Raw records
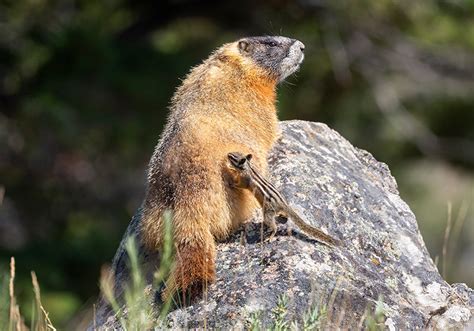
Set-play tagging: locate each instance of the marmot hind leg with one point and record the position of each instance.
(193, 268)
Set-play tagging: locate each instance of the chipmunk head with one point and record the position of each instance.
(278, 56)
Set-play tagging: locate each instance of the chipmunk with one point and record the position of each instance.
(245, 176)
(225, 104)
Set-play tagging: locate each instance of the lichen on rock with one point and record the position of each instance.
(344, 191)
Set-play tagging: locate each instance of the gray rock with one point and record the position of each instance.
(347, 193)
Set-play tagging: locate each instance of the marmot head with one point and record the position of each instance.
(278, 56)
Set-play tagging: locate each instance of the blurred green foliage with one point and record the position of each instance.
(84, 87)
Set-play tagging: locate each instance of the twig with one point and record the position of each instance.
(446, 237)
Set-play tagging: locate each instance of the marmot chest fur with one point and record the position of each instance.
(226, 104)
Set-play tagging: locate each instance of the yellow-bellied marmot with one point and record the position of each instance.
(224, 105)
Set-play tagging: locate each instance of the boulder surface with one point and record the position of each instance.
(382, 260)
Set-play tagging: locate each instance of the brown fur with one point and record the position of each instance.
(225, 104)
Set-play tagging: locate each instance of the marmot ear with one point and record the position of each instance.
(244, 46)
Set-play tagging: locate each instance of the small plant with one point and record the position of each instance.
(136, 312)
(279, 314)
(375, 320)
(10, 315)
(256, 321)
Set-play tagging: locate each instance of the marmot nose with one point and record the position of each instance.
(300, 45)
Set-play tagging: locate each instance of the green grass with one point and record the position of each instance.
(135, 311)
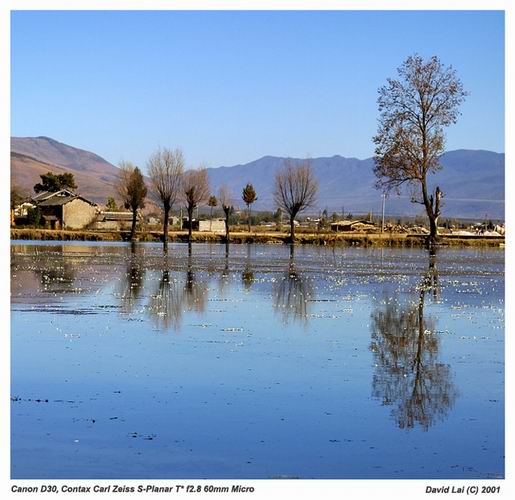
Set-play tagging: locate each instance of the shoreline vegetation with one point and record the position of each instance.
(322, 238)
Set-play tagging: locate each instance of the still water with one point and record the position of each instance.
(256, 362)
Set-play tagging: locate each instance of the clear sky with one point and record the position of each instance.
(230, 87)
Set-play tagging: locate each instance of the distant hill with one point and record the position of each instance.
(472, 180)
(32, 156)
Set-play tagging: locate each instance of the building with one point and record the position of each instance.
(352, 225)
(115, 221)
(214, 225)
(65, 210)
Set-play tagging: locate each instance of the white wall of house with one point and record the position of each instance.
(217, 226)
(77, 214)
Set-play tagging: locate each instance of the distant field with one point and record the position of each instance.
(337, 239)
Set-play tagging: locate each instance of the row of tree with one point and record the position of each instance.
(414, 108)
(295, 189)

Task to carry out
Express all of the material above as a two-column CSV with headers label_task and points. Give one row per labeling line, paired with the coordinates that follow it, with each value in a quoted field and line breaks turned into spaces; omit the picture markers.

Solved exercise
label_task,points
"Set-play tagging: locate each instance of the marmot hind leg with one point and record the position of each instance.","(193, 268)"
"Set-play tagging: locate each instance of the chipmunk head with one point and record the position of each instance.","(278, 56)"
"Set-play tagging: locate each instance of the chipmunk with one point and record the position of each instance.","(245, 176) (225, 104)"
"Set-play tagging: locate each instance of the lichen on rock with one point and record the position of each instance.","(344, 191)"
"Set-play tagging: locate each instance of the gray rock with one point and record the position of each instance.","(347, 193)"
"Set-play tagging: locate each instance of the marmot head with one point and record the position of each instance.","(278, 56)"
"Set-play tagging: locate each instance of the blurred green foliage with one point and record the position of each instance.","(84, 87)"
"Set-play tagging: locate each instance of the twig with one point and record the position of each instance.","(446, 237)"
"Set-play tagging: locate each instance of the marmot chest fur with one point and record the position of each instance.","(226, 104)"
"Set-play tagging: locate each instance of the yellow-bellied marmot with one point and record the position of each instance.","(224, 105)"
"Set-play tagging: locate each instance of the boulder surface with one point and record the position of each instance.","(382, 260)"
"Set-play tagging: locate each instance of the brown fur with one point and record the position of each instance.","(225, 104)"
"Set-play tagging: locate each instance of the marmot ear with one point and record the position of each instance.","(244, 46)"
"Set-play tagging: locate each instance of the small plant with one point and record the position of each instance.","(136, 312) (279, 314) (375, 320) (10, 315) (256, 321)"
"Set-play tagging: locate each instance of the marmot nose with one point and record the position of each instance.","(300, 45)"
"Set-play tagging: locate each instance of the green grass with one point and record the position of each instance.","(135, 311)"
"Set-play tagging: locate each instance of the shoreline vegetation with one point and record the position of each instance.","(322, 238)"
"Set-play tagging: locate each instance of the still water with one point and record the position of each instance.","(256, 362)"
"Set-play tagging: locate each instance of the clear sky with one point and record the position of each instance.","(230, 87)"
"Set-play tagging: locate each instance of the distant hill with one point and record the position of each instance.","(472, 180) (32, 156)"
"Set-play tagging: locate each instance of the building with one point and record the position of each instance.","(352, 225) (115, 221) (214, 225) (65, 210)"
"Set-play tagging: locate each instance of the white wall of house with one point and record the position of each instance.","(217, 226) (77, 214)"
"Set-play tagging: locate each instance of the distant field with one point and record the position of each instance.","(337, 239)"
"Set-play tagging: locate each instance of the row of tree with one point and record the position of each instance.","(414, 108) (295, 189)"